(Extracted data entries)
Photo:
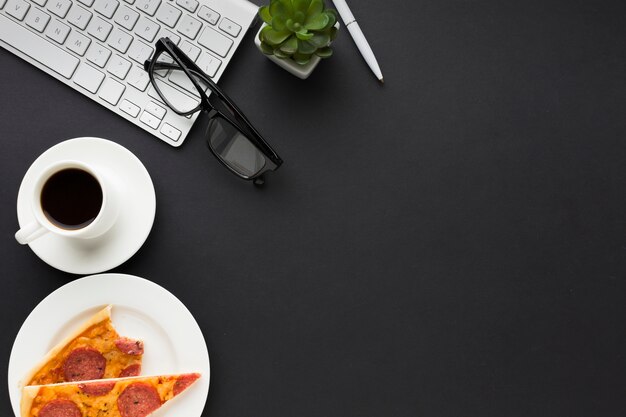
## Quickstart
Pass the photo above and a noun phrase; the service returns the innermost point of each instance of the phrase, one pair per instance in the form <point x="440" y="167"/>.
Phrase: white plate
<point x="142" y="310"/>
<point x="129" y="232"/>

* PROBLEM STATEMENT *
Except for the pictures, set down all of the records exactly as they are.

* SOLUTION *
Photo:
## Quickstart
Pass the photo above and a noun phrase; the service returns the innermost point of each instance of the phrase, one pair per instance in the form <point x="440" y="167"/>.
Phrase: white plate
<point x="142" y="310"/>
<point x="129" y="232"/>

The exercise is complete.